__OBJECTIVE__. Convert the listing, from its start through the line containing "[320, 0, 370, 294]", into a two-column CSV with the headers text and answer, putting each text on one row with the answer that follows it. Put every value in a single quoted field, with line breaks replaced by spaces.
#### LISTED ENTRIES
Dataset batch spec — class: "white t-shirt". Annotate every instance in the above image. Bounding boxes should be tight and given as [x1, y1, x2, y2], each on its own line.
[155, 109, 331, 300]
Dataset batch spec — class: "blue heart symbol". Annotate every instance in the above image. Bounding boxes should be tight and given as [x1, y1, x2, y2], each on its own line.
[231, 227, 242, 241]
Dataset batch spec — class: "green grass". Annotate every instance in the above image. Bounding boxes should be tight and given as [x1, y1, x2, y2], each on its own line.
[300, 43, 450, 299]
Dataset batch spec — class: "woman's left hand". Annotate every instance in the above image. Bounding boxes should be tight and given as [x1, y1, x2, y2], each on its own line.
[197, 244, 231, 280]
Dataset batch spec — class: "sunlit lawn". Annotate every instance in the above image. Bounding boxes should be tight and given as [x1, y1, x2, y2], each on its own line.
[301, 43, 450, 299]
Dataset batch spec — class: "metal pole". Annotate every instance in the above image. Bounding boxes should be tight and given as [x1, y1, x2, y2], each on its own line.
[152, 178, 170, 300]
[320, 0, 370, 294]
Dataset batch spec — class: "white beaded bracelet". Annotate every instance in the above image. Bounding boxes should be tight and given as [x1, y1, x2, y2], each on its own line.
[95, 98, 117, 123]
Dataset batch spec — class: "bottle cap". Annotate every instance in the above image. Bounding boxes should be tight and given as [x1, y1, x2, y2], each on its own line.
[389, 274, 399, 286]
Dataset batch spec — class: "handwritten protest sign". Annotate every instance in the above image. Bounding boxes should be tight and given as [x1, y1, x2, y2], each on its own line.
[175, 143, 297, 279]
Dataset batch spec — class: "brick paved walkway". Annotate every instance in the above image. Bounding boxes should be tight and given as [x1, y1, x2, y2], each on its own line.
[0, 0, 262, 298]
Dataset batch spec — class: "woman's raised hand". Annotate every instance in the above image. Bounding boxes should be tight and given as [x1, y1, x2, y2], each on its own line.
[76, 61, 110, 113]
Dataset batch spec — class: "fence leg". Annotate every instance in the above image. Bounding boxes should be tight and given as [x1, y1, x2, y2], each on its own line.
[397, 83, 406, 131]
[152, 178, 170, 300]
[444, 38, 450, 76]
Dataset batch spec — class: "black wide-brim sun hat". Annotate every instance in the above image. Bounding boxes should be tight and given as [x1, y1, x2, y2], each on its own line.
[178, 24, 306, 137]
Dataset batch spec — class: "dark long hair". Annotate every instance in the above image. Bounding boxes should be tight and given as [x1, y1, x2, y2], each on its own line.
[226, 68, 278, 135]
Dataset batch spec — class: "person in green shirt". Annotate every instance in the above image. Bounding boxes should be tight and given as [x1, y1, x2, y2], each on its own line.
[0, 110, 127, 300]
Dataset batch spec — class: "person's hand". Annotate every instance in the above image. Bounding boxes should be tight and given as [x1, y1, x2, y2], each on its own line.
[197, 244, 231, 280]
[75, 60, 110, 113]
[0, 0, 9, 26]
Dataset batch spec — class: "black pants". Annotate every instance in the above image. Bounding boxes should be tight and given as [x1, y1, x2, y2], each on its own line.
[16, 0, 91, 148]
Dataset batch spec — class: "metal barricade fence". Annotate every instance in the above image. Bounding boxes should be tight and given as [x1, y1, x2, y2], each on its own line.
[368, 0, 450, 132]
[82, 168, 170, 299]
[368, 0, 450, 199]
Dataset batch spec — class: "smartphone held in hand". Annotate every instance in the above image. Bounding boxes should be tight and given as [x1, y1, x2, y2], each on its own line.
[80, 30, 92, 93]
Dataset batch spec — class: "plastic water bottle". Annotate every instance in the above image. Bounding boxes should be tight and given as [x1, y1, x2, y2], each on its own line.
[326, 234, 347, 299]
########
__RESULT__.
text,answer
"Dataset batch spec — class: ""white t-shirt"". Annotate every instance in the above image. Bounding boxes should be tight and given as [x1, y1, x2, y2], each on its own line.","[155, 109, 331, 300]"
"Dataset batch spec — class: ""blue heart symbol"". Annotate every instance in the above image. Bounding boxes should be tight and given as [x1, y1, x2, y2], each on its own line.","[231, 227, 242, 241]"
"Dataset batch spec — class: ""green grass"". Annotate every instance in the above image. Bounding boxes should be tight and given as [x1, y1, x2, y2], each on its own line.","[300, 43, 450, 299]"
"Dataset batch spec — class: ""woman's left hand"". Annotate every instance in the above image. Bounding boxes should be tight and given as [x1, y1, x2, y2], each on its own line.","[197, 244, 231, 280]"
"Dataset batch spec — class: ""sunlit lawn"". Annotate every instance in the above image. Bounding boxes should be tight and given as [x1, y1, x2, y2], each on its own line.","[301, 43, 450, 299]"
"Dataset batch spec — class: ""metal pole"". Annotate every instance in the above image. Bounding boxes should be tight and given as [x1, y1, x2, y2], each on its own line.","[152, 178, 170, 300] [320, 0, 370, 294]"